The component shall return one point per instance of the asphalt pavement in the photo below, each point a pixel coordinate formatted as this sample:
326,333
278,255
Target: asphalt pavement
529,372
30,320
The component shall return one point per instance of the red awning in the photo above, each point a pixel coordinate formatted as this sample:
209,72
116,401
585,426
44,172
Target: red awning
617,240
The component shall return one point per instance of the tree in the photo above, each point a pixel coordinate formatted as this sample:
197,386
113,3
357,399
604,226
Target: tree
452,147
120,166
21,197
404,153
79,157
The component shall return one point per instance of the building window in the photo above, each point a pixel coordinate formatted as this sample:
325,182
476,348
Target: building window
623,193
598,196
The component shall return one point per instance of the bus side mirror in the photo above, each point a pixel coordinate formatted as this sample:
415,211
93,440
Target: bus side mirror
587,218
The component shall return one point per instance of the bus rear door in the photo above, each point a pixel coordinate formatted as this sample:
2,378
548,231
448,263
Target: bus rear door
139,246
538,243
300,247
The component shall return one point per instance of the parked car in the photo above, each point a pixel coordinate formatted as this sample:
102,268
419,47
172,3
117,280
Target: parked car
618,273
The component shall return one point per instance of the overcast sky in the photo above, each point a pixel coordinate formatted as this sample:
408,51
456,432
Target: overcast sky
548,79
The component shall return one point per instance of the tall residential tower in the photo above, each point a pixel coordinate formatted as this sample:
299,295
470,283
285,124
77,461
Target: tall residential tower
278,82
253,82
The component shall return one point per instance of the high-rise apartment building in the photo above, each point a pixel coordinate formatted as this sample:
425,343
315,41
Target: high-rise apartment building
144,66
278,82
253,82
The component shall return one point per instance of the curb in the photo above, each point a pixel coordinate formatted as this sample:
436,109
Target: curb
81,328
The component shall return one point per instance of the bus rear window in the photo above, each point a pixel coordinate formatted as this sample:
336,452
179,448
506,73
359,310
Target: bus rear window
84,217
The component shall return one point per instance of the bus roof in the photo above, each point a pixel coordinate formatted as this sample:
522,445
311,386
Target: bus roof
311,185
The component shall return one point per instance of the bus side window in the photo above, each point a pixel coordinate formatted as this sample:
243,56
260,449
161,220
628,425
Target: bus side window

● ● ● ● ● ● ●

** Task prompt **
Make an exact copy of each line, beginning at the one containing "rear window in" and ending with the last line of the data, and of no other line.

** Task result **
The component shall return one point per instance of the bus rear window in the photo above, each point a pixel coordinate formatted as this sample:
336,452
179,448
506,73
359,310
Target: bus rear window
84,217
The component shall return one point per instance of the bus roof in the photo above, each point a pixel coordinate formatted as this sample:
522,445
311,386
Target: bus roof
311,185
The component shall return one point per instance of the bus side window in the photo above, each point a pixel coordinate formatted as this sample:
243,56
260,449
161,220
628,425
Target: bus side window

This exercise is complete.